No line before the one containing "woman. Keep to one point per instance." is to be output; retype exactly that line and all lines that follow it to the end of the records.

** Opening EXTRACTED DATA block **

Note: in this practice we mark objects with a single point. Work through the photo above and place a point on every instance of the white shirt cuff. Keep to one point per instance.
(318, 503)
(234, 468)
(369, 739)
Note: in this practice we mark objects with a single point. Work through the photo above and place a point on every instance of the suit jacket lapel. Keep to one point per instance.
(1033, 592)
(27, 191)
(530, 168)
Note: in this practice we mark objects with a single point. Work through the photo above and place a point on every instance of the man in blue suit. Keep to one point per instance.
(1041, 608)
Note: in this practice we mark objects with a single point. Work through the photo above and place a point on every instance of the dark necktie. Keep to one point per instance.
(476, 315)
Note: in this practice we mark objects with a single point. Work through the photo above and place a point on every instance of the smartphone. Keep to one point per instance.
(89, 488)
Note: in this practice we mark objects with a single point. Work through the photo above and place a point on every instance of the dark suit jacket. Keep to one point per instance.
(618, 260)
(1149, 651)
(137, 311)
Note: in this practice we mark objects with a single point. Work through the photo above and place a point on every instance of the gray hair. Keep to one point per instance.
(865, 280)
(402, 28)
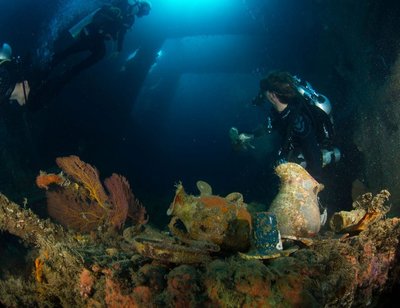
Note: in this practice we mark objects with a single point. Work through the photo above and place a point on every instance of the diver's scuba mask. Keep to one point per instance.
(259, 99)
(5, 52)
(307, 91)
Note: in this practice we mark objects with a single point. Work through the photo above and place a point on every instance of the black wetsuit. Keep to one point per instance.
(298, 136)
(109, 23)
(8, 79)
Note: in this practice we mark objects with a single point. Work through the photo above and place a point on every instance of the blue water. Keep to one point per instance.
(167, 120)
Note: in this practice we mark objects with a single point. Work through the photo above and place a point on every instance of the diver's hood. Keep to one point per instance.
(5, 52)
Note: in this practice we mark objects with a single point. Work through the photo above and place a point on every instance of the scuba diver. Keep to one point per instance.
(12, 86)
(301, 117)
(108, 23)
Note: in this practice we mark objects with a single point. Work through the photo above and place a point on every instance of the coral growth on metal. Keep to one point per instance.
(296, 205)
(79, 201)
(224, 221)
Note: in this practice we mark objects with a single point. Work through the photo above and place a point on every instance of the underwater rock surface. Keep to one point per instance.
(104, 270)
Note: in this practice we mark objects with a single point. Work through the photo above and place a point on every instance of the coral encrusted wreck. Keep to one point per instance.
(102, 268)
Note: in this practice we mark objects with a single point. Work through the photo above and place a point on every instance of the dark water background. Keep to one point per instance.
(164, 117)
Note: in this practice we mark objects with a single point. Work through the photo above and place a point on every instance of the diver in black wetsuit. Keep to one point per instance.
(296, 122)
(12, 86)
(110, 22)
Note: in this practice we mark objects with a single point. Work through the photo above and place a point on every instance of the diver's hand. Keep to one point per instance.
(114, 55)
(241, 141)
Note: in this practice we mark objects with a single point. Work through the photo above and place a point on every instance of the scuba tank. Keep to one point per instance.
(322, 120)
(77, 29)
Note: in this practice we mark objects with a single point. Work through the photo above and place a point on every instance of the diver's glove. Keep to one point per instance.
(240, 141)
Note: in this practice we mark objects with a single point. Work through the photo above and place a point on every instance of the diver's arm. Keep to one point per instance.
(120, 39)
(7, 84)
(305, 133)
(21, 92)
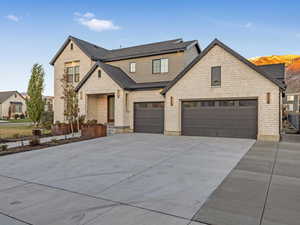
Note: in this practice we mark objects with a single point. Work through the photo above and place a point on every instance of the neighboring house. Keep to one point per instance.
(11, 103)
(172, 87)
(48, 102)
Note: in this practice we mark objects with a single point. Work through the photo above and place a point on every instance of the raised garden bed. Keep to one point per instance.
(42, 146)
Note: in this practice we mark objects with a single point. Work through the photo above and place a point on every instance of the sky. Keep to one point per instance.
(33, 31)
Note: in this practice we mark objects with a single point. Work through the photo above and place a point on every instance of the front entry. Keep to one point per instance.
(111, 108)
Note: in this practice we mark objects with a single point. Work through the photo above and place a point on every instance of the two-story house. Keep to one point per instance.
(171, 87)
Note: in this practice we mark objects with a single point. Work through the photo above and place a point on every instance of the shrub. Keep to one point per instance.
(34, 141)
(3, 147)
(47, 120)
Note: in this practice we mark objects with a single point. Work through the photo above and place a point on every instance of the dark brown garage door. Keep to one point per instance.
(149, 117)
(220, 118)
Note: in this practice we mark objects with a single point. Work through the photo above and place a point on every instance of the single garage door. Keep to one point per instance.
(149, 117)
(220, 118)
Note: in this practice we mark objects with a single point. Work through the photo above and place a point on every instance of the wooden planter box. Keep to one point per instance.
(61, 129)
(93, 131)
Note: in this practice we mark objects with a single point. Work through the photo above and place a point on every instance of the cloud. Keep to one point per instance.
(248, 25)
(88, 19)
(13, 18)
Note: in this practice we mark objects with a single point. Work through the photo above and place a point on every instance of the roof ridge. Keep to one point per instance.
(78, 39)
(152, 43)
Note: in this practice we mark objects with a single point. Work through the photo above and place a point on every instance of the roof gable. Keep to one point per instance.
(4, 95)
(230, 51)
(91, 50)
(98, 53)
(115, 73)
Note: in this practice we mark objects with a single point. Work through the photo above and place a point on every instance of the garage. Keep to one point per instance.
(149, 117)
(235, 118)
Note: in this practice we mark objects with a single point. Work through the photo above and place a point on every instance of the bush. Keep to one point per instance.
(3, 147)
(34, 141)
(47, 120)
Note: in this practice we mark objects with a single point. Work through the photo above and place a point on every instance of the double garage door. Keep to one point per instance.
(220, 118)
(215, 118)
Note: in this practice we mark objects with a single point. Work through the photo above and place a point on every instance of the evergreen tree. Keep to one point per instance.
(34, 101)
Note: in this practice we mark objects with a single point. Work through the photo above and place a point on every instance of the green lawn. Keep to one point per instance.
(19, 121)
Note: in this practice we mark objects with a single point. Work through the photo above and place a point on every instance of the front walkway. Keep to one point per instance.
(263, 189)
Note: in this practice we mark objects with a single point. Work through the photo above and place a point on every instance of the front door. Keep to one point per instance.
(111, 108)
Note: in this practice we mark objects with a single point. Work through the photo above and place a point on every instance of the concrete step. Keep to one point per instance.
(290, 138)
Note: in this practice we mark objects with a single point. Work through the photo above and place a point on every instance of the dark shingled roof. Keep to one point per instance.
(276, 71)
(149, 49)
(97, 53)
(121, 78)
(230, 51)
(116, 74)
(6, 94)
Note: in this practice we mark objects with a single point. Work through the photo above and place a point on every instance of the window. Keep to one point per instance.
(72, 71)
(216, 76)
(244, 103)
(76, 73)
(156, 66)
(132, 67)
(126, 102)
(164, 67)
(160, 66)
(291, 107)
(290, 98)
(226, 103)
(208, 103)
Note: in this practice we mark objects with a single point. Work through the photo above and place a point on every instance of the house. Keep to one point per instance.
(48, 103)
(11, 103)
(172, 87)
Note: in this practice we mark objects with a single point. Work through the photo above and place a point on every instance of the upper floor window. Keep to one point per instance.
(132, 67)
(72, 71)
(216, 76)
(160, 66)
(290, 97)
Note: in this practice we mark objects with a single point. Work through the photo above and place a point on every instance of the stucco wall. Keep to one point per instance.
(5, 105)
(144, 67)
(67, 55)
(238, 80)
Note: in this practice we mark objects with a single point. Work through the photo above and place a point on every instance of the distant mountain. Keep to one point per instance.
(292, 63)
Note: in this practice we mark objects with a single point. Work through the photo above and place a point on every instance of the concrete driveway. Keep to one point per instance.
(128, 179)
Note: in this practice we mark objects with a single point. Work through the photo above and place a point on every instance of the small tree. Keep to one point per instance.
(34, 101)
(71, 107)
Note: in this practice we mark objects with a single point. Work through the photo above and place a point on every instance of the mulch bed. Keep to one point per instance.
(42, 146)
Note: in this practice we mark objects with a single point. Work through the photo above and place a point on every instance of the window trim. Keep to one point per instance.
(160, 65)
(130, 68)
(212, 83)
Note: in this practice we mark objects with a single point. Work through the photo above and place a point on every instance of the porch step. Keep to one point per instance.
(295, 138)
(111, 130)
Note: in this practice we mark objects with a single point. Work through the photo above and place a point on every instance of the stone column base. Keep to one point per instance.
(122, 129)
(172, 133)
(275, 138)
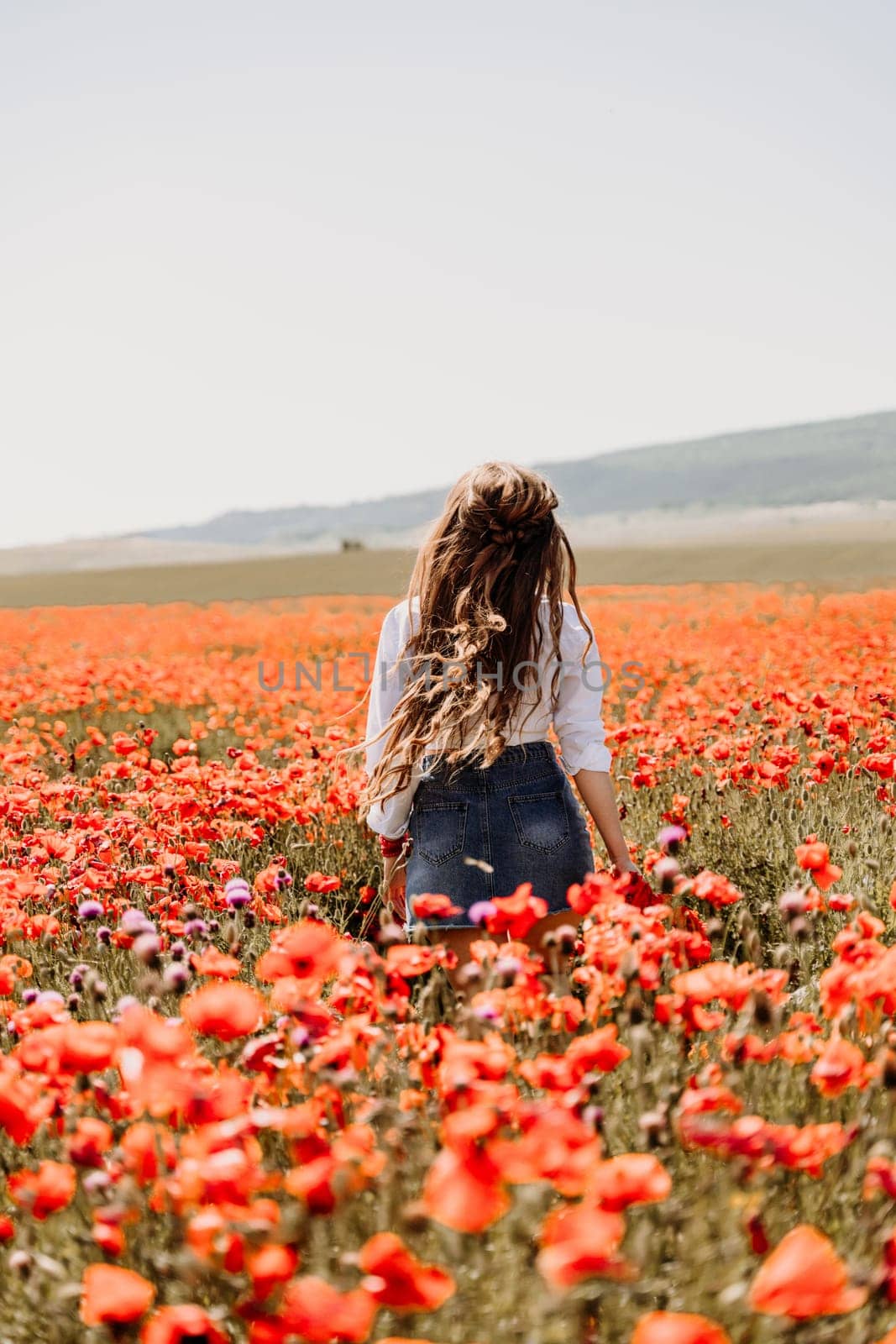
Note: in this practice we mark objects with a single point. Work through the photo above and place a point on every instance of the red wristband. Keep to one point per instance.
(392, 847)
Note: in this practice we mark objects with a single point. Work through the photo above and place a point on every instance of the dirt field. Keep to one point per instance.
(826, 564)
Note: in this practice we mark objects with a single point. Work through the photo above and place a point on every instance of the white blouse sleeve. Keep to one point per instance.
(577, 711)
(387, 817)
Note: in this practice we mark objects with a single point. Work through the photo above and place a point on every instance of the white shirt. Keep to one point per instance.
(575, 712)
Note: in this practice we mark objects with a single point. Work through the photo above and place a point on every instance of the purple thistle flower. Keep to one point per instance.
(134, 922)
(237, 893)
(671, 837)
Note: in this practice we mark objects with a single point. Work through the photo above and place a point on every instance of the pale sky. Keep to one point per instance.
(288, 252)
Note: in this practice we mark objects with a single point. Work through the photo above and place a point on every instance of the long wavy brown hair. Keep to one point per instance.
(479, 577)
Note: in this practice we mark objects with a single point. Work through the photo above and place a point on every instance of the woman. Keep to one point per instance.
(472, 671)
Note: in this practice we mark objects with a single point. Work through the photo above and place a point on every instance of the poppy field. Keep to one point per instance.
(238, 1105)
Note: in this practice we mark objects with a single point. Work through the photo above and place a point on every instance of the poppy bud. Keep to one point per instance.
(888, 1070)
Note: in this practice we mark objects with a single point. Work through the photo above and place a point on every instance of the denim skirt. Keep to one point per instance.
(485, 830)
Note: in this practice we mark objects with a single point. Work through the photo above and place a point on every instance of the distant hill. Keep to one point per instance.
(768, 468)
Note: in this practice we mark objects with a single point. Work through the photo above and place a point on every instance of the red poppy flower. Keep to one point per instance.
(432, 906)
(318, 1312)
(270, 1267)
(226, 1011)
(184, 1324)
(464, 1189)
(678, 1328)
(517, 913)
(629, 1179)
(579, 1242)
(398, 1280)
(815, 858)
(308, 952)
(805, 1277)
(43, 1191)
(113, 1296)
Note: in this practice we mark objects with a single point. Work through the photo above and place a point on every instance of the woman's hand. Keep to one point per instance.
(625, 866)
(396, 886)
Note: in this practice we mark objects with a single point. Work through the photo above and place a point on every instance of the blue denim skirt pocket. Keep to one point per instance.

** Closing EXTRACTED DATA block **

» SOLUTION FOR THIS PROBLEM:
Note: in this practice we mark objects with a single point. Work through the photo above and place a point on every instance of the woman. Keep to one point per instance.
(472, 671)
Note: in this practice we mark objects with a single point. Work through the photo above and place a point on every instance of the poppy field. Keep to one point per instance.
(238, 1105)
Note: in this practice we mark objects with a single point. Work through the photo above and place a point on every instance of the poppy bud. Keep to one point per instance.
(888, 1070)
Note: in this practice we mark objects with a single point. Work through the photo above and place a point on every instance of the denim skirt. Keep to one point per instance.
(485, 830)
Note: in this practice we mark objects with a single point. Work through the photo above and place a point on every instance of the distant hill. Keep to one point per instance.
(768, 468)
Note: in this practice we mark objects with a single point. Work through the photo above and place a point on every instance of the red poppy flower. Keep to one point per instance.
(432, 906)
(318, 1312)
(270, 1267)
(226, 1011)
(184, 1324)
(464, 1189)
(678, 1328)
(517, 913)
(629, 1179)
(579, 1242)
(398, 1280)
(815, 858)
(308, 952)
(805, 1277)
(43, 1191)
(113, 1296)
Note: in this practice we mark objects with a single point. Work through the photo above and place a point on every instance of the woman's hand. Keep to one point per instance.
(625, 866)
(396, 886)
Note: in this practice we mark objects with a single point. Work through the photo above and place a point on every instance of the blue denim skirt pocket. Keep to one point per instance.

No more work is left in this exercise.